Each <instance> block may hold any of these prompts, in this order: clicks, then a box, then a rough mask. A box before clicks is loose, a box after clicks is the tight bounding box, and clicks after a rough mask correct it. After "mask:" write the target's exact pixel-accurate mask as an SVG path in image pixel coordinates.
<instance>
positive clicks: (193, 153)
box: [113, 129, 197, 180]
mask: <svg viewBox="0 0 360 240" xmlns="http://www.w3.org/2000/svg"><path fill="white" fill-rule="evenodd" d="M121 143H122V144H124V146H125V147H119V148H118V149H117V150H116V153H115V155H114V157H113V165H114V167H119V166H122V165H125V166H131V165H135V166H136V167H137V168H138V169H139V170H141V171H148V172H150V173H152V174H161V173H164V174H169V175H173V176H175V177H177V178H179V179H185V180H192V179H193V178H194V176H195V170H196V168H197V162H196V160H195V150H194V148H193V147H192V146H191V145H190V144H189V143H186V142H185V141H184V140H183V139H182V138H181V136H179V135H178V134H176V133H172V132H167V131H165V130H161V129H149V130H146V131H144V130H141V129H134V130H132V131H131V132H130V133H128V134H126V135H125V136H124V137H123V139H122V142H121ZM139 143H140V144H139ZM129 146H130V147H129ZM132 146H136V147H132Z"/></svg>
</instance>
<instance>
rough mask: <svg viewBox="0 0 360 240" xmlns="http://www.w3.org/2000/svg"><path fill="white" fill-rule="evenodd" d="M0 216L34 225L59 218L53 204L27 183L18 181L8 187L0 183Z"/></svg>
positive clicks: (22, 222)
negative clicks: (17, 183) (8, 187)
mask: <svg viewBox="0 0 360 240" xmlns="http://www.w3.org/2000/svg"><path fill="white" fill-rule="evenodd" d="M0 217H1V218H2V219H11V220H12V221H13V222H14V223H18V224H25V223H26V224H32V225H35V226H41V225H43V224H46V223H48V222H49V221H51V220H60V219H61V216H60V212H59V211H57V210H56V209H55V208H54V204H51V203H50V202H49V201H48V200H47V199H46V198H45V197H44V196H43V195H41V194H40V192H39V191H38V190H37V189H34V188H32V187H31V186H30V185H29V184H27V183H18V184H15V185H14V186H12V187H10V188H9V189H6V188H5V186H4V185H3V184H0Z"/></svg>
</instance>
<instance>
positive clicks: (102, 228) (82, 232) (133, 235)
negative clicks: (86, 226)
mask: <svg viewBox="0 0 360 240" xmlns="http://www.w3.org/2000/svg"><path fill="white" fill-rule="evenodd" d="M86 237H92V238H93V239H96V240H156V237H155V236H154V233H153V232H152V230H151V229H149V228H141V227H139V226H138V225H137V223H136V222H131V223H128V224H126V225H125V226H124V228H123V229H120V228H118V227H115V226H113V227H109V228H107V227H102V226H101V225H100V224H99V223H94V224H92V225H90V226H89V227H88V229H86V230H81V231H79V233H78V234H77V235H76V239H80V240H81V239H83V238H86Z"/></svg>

_Instructions to follow_. Reproduce the listing above verbatim, from its first line through its last, with nothing changed, added, or omitted.

_Task response_.
Each <instance> block may hold any of these prompts, in this order: clicks, then a box, then a rough mask. A box before clicks is loose, a box after clicks is the tight bounding box, and clicks after a rough mask correct it. After "mask:" write the target's exact pixel-accurate mask as an SVG path in image pixel coordinates.
<instance>
positive clicks: (193, 153)
box: [113, 129, 197, 180]
mask: <svg viewBox="0 0 360 240" xmlns="http://www.w3.org/2000/svg"><path fill="white" fill-rule="evenodd" d="M121 143H122V144H124V146H125V147H119V148H118V149H117V150H116V153H115V155H114V157H113V165H114V167H119V166H122V165H125V166H131V165H135V166H136V167H137V168H138V169H139V170H141V171H148V172H150V173H152V174H161V173H164V174H169V175H173V176H175V177H177V178H179V179H185V180H192V179H193V178H194V176H195V170H196V168H197V162H196V160H195V150H194V148H193V147H192V146H191V145H190V144H189V143H186V142H185V141H184V140H183V139H182V138H181V136H179V135H178V134H176V133H172V132H167V131H165V130H161V129H149V130H146V131H144V130H141V129H134V130H132V131H131V132H130V133H128V134H126V135H125V136H124V137H123V139H122V142H121ZM139 143H140V144H139ZM129 146H130V147H129ZM132 146H136V147H132Z"/></svg>
</instance>
<instance>
rough mask: <svg viewBox="0 0 360 240" xmlns="http://www.w3.org/2000/svg"><path fill="white" fill-rule="evenodd" d="M0 216L34 225L59 218L53 204L27 183L18 181L8 187L0 183Z"/></svg>
positive clicks: (22, 222)
negative clicks: (17, 183) (8, 187)
mask: <svg viewBox="0 0 360 240" xmlns="http://www.w3.org/2000/svg"><path fill="white" fill-rule="evenodd" d="M0 217H1V218H2V219H11V220H12V221H13V222H14V223H18V224H25V223H26V224H32V225H35V226H41V225H43V224H46V223H48V222H49V221H51V220H60V219H61V216H60V212H59V211H57V210H56V209H55V208H54V204H51V203H50V202H49V201H48V200H47V199H46V198H45V197H44V196H43V195H41V194H40V192H39V191H38V190H37V189H34V188H32V187H31V186H30V185H29V184H27V183H18V184H15V185H14V186H12V187H10V188H9V189H6V188H5V186H4V185H3V184H0Z"/></svg>
</instance>
<instance>
positive clicks: (102, 228) (82, 232) (133, 235)
negative clicks: (86, 226)
mask: <svg viewBox="0 0 360 240" xmlns="http://www.w3.org/2000/svg"><path fill="white" fill-rule="evenodd" d="M86 237H92V238H93V239H96V240H156V237H155V236H154V233H153V232H152V230H151V229H149V228H141V227H139V226H138V225H137V223H136V222H131V223H128V224H126V225H125V226H124V228H123V229H120V228H118V227H115V226H113V227H109V228H107V227H102V226H101V225H100V224H99V223H94V224H92V225H90V226H89V227H88V229H86V230H81V231H79V233H78V234H77V235H76V239H80V240H81V239H83V238H86Z"/></svg>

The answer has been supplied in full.